▸ **Requirement**
Report every line of the data where the string "dark" appears.

===

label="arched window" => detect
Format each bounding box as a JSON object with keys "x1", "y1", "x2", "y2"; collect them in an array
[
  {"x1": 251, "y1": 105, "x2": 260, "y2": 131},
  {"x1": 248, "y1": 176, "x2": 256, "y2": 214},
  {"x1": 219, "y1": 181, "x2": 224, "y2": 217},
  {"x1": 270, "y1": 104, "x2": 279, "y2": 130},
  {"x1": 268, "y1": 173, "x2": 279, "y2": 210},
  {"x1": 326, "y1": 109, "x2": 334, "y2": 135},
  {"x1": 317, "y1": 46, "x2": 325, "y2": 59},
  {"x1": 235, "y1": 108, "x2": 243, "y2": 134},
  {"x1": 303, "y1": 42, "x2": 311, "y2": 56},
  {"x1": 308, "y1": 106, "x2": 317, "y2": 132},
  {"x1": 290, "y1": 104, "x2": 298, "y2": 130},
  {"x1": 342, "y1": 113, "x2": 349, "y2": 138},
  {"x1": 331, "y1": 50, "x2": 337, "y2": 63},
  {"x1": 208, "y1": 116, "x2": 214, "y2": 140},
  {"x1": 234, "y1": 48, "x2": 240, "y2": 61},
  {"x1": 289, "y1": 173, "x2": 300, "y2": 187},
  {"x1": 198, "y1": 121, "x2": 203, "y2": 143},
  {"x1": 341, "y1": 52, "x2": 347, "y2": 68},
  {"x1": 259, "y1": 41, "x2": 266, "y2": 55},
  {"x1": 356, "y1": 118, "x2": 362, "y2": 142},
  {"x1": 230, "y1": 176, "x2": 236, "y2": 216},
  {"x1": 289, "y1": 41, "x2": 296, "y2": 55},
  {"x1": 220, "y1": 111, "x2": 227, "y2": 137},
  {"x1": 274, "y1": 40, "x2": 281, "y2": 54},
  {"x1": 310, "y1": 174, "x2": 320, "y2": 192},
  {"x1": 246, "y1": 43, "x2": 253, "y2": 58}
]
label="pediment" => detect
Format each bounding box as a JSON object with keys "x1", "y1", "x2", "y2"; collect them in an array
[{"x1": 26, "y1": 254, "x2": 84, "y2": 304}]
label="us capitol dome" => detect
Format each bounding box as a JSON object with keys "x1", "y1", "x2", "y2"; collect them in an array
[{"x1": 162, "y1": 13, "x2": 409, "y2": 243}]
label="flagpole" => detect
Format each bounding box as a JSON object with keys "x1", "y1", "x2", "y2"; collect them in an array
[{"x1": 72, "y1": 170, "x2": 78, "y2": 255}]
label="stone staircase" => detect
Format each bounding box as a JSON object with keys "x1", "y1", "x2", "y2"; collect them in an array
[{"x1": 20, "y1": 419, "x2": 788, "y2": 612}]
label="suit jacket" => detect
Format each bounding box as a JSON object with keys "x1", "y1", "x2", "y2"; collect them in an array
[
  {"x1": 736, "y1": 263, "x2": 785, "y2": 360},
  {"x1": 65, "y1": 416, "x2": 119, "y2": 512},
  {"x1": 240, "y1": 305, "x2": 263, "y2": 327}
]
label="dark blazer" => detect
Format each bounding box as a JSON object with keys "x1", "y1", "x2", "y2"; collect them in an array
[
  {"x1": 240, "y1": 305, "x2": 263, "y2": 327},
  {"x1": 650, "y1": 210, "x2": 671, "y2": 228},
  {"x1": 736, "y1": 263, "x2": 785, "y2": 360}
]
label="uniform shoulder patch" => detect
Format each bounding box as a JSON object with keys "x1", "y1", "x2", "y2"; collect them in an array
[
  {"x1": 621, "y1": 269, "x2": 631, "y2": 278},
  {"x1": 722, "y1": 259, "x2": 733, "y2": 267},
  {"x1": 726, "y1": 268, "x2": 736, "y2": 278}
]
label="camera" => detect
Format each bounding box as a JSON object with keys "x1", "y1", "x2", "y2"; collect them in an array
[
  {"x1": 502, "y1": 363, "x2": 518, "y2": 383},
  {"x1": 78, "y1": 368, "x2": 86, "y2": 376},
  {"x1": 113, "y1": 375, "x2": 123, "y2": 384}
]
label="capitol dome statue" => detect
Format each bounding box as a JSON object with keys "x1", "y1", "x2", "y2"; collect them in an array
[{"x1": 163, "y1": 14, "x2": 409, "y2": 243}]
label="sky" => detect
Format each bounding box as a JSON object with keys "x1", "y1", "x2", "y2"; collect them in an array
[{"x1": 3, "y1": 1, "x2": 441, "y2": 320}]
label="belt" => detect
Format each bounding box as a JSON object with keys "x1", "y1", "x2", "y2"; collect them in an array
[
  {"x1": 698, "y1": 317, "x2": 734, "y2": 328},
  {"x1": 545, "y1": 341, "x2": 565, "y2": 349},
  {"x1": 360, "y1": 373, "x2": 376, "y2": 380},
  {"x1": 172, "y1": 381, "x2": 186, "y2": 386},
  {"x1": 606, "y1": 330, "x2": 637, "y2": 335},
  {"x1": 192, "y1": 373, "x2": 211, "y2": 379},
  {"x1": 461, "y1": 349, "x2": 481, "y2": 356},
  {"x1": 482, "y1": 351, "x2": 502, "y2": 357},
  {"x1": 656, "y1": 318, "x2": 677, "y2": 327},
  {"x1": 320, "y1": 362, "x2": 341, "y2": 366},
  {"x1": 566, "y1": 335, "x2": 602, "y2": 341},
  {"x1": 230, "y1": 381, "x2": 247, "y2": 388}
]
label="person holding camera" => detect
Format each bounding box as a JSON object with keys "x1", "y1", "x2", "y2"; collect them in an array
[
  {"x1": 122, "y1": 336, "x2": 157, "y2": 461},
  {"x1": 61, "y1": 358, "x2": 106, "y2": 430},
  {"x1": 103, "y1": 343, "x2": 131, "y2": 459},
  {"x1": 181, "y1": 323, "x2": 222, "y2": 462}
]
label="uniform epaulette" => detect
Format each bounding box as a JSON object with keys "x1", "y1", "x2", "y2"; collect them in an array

===

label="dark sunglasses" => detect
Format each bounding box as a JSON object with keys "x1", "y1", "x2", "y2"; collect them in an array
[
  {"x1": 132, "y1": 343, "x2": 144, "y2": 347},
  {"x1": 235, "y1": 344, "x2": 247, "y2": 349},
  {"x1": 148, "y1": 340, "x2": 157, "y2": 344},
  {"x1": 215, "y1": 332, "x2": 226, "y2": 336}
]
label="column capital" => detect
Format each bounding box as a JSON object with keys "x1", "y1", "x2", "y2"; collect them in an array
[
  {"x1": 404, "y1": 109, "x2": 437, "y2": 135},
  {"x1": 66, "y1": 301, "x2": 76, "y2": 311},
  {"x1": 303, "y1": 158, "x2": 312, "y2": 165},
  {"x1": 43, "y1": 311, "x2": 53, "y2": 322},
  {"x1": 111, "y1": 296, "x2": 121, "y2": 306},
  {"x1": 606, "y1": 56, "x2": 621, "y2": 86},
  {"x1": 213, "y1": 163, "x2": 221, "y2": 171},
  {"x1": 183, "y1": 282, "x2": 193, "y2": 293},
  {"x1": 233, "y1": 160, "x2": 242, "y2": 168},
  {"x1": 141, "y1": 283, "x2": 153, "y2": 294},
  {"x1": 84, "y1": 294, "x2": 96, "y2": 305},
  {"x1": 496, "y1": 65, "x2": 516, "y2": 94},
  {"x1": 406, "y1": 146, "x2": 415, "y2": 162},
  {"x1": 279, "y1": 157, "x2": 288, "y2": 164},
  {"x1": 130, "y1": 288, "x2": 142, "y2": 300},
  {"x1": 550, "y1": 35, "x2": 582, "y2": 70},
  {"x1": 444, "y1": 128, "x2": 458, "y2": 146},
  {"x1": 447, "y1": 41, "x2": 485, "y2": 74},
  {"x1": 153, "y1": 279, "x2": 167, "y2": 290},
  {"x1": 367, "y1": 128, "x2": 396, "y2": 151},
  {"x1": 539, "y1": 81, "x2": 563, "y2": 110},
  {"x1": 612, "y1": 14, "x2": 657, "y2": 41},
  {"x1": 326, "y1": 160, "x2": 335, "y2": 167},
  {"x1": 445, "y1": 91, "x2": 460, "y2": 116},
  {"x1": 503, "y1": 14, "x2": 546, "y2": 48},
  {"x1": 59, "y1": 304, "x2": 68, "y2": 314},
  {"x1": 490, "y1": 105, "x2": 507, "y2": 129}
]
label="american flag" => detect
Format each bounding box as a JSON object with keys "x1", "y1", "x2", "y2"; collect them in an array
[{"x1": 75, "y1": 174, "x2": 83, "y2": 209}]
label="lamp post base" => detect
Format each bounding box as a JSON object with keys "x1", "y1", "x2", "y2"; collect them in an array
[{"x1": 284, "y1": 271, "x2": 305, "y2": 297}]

===

▸ **Solution to the problem**
label="dark blazer" => detect
label="dark sunglasses" => detect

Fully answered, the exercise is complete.